Guest Post: Europe Needs Debt Relief And Structural Reforms, Not Hyperinflation

Tyler Durden's picture

Submitted by Philip Stive and Dennis Buitendijk

Europe Needs Debt Relief And Structural Reforms, Not Hyperinflation

Most developed economies are suffering from excessive debt burdens and are struggling to cope with this issue. The amount of debt is often so large that growth itself is hampered and the effect of any additional debt (to serve as a stimulus) is close to zero, or even negative. For governments and households to be in better shape in the future one part of the solution is to purge most of this debt from the system. There are various ways to accomplish this, but two are often being discussed lately.

The first option is to default on much of the debt. This will wipe out the current owners and management of most of the financial institutions providing a great opportunity to reform this sector to be beneficiary to society again, instead of merely extracting interest from credit that went to unproductive uses. Also it will be a long over due lesson that lending out money bares risk and that risk needs to adequately assessed by the creditorl only this way capital can be allocated to more productive uses and realise sustainable growth. And last but not least it will be beneficiary not only to debtors (which are relieved of much of their debt burdens), but also to savers. Since reducing the amount of credit outstanding is per definition deflationary, their savings will become worth more, and their prudent behaviour will finally be rewarded instead of the punishment they have been suffering for years by paying taxes on their savings, contrary to all the tax deductions available to interest payments. Critics of this approach say that this will lead to a deflationary spiral. However, GDP growth has been unsustainable for decades and we have just come out of the biggest credit boom in history which served to extend this unrealistic growth as long as possible. So, actually debt deflation is what we need: it is time to snip back to reality while avoiding the deflationary spiral. Allocating the previously mentioned savings productively can help to avoid this downward spiral. For instance reforms towards productive allocation of capital will open up opportunities for investment of these savings, especially if interest rates will no longer be manipulated through policy and investors are not ‘directed’ towards highly volatile and insecure markets.

Obviously there will never be a “good time” to purge the debt from the system, however, doing this at the top of a credit boom might actually not be a bad moment as it provides countries and households with a situation were they have more freedom to adjust to changes in the economy. For instance they can move closer to where there is work (because they can actually sell their house without being stuck with a huge amount of negative equity) or re-educate (because they are not burdened with student loans that prevent them from taking on new education), which should provide stimulus on its own to avoid a deflationary spiral. A study by the McKinsey Global Institute (Debt and deleveraging (2010)) shows that deleveraging through default is tough in the beginning, but that growth will quickly pick up at an increased rate and the subsequent 10 year GDP growth is the highest compared to all other solutions (and it will also yield the largest increase in GDP 15 years later, compared to when the deleveraging began). Worries about a deflationary spiral are mostly based on memories of the Great Depression, but the evidence of other default episodes shows that the outcome of the 1930’s is not the de facto result.

> What to produce
Reproduce the passage of the article on European debt relief from "Most developed economies" up to and including "being discussed lately.".

> Provided material
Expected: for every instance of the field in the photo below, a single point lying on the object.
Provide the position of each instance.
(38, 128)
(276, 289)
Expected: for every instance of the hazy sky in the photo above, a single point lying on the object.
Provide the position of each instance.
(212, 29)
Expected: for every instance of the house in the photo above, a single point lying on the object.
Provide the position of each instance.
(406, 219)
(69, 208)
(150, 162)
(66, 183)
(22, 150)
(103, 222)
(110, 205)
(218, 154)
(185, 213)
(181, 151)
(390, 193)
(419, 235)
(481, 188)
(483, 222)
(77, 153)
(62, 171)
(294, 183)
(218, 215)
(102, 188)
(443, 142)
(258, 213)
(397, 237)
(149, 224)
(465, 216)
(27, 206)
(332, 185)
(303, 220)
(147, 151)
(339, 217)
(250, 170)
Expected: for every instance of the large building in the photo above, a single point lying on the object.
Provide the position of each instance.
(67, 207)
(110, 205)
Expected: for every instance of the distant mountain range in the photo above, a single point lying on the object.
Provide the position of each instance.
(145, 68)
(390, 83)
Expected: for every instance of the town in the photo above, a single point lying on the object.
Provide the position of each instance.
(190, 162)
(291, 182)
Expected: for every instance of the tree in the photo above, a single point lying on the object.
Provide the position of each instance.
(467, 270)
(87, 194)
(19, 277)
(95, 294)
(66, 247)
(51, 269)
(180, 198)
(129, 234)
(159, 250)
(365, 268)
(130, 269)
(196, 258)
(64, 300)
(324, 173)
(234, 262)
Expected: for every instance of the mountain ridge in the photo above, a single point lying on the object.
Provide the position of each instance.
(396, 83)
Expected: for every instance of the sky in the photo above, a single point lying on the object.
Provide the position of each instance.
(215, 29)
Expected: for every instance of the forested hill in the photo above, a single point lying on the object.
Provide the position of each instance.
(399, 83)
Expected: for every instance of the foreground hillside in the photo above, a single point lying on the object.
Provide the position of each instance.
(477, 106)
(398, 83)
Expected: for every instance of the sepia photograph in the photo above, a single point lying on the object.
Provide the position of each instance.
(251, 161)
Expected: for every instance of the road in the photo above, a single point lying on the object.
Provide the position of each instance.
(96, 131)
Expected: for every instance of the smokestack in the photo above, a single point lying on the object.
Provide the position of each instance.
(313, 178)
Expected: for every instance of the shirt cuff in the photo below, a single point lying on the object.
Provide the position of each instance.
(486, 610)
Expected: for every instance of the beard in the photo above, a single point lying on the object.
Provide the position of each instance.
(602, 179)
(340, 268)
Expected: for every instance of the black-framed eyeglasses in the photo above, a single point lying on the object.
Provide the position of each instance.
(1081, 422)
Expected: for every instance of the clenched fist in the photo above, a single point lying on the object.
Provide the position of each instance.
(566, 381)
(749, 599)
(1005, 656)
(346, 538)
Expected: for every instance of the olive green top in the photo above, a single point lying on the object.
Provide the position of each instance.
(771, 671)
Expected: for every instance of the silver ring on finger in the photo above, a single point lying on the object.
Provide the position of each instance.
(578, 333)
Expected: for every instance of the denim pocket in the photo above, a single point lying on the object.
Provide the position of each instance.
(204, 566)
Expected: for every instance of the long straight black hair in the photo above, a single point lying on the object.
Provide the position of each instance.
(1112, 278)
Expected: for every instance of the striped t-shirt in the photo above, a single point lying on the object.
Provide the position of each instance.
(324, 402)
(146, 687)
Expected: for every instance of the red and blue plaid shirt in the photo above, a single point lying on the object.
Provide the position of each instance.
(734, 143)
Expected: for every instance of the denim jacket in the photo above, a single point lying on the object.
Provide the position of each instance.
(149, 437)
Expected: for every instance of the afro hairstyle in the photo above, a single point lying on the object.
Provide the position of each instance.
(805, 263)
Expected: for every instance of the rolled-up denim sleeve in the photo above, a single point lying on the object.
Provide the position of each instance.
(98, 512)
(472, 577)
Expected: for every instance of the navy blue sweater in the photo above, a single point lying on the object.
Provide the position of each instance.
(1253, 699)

> Task response
Most developed economies are suffering from excessive debt burdens and are struggling to cope with this issue. The amount of debt is often so large that growth itself is hampered and the effect of any additional debt (to serve as a stimulus) is close to zero, or even negative. For governments and households to be in better shape in the future one part of the solution is to purge most of this debt from the system. There are various ways to accomplish this, but two are often being discussed lately.